• Selection:
┏━━
Gordon BROTHERSTON and Lúcia de SÁ
First Peoples of the Americas and Their Literature
Abstract: In their paper, "First Peoples of the Americas and Their Literature," Gordon Brotherston and Lúcia de Sá turn their attention to the indigenous literature of the Americas. They point out that concerted attempts to edit, translate, and publish the main examples or "classics" of Native American literature began little more than a century ago. Since that time, more than a dozen major cosmogonies have appeared, some of them in editions, which seriously attempt to trace back to pre-Cortesian antecedents. Outlining key classics and the ways that these texts have been disseminated, Brotherston and Sá elaborate on how this rich tradition has shaped later literary projects in the Americas. Brotherston and Sá indicate that these central indigenous texts play a major role in the literary development of Latin America and abroad, but, because such literature has often been devalued, scholars are often not aware of these influences and connections. Focusing on the example of the Popul vuh, they trace the multiple ways that this foundational text has shaped American literature. They illustrate how the Popul vuh, "the Bible of Latin America," has found ever-greater resonance in modern Latin American literature. In their conclusion, they argue that comparative work on the literature of the Americas must include focus on the legacy of native texts. The comparative approach alerts scholars to beliefs and paradigms shared by cosmogonies and classics from all over the American continent, establishing thereby a formal and philosophical premise that sets all subsequent American literature in due perspective.
┗━━
• Set tasks:
A. According to the abstract, when did concerted attempts to edit, translate, and publish the classics of Native American literature begin?
B. Say whether each statement agrees with the abstract, and quote the words that decide it: (i) Fewer than ten major cosmogonies have appeared since those attempts began. (ii) Scholars are generally well aware of how these indigenous texts have influenced later literature. (iii) The authors conclude that comparative work on the literature of the Americas must include the legacy of native texts.

• Given information:
┏━━
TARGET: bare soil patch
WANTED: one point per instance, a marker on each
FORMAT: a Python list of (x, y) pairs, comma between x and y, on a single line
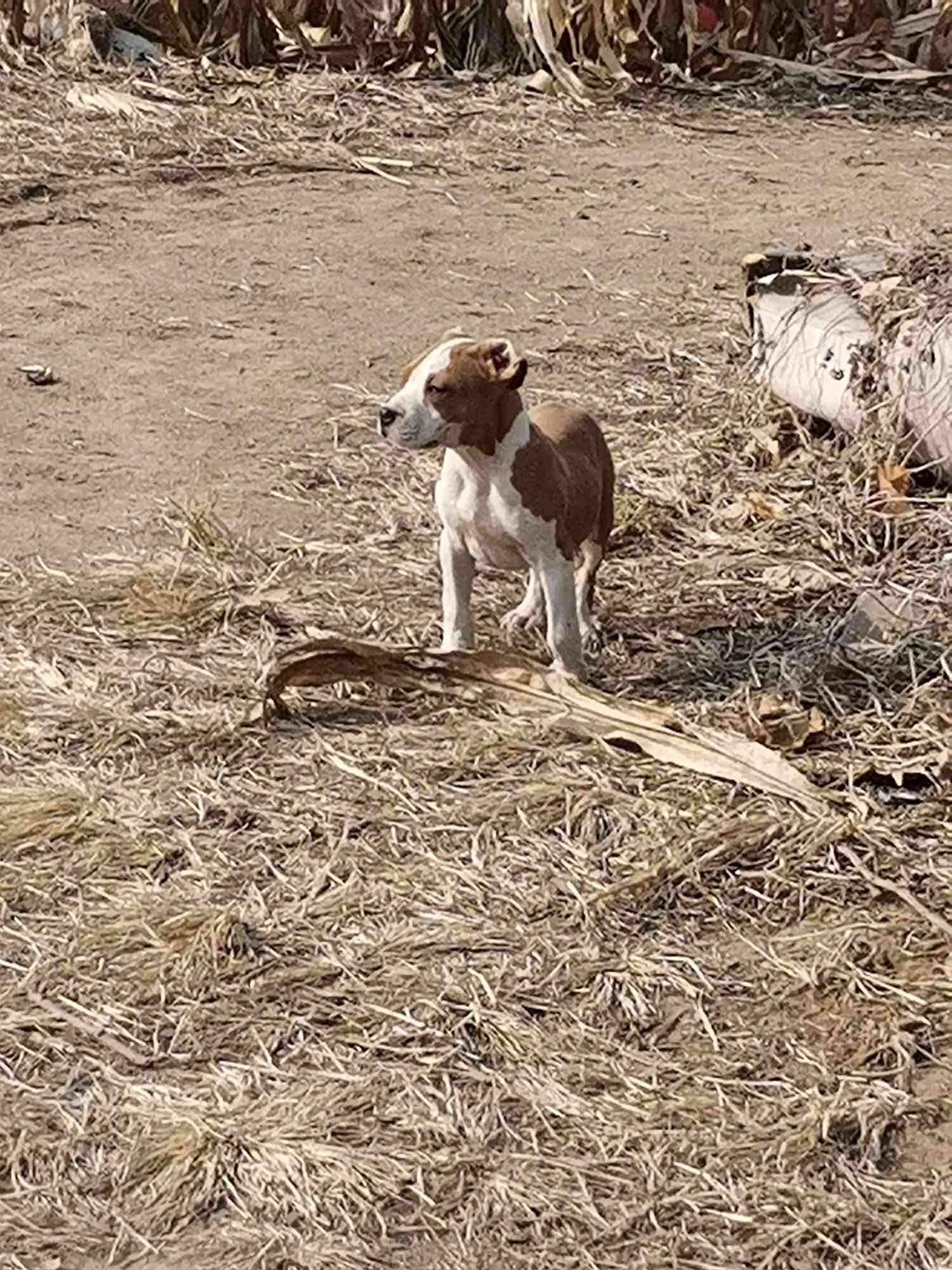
┗━━
• Task-by-task solutions:
A. Little more than a century ago.

B.
(i) No: "more than a dozen major cosmogonies have appeared"
(ii) No: "scholars are often not aware of these influences and connections"
(iii) Yes: "comparative work on the literature of the Americas must include focus on the legacy of native texts"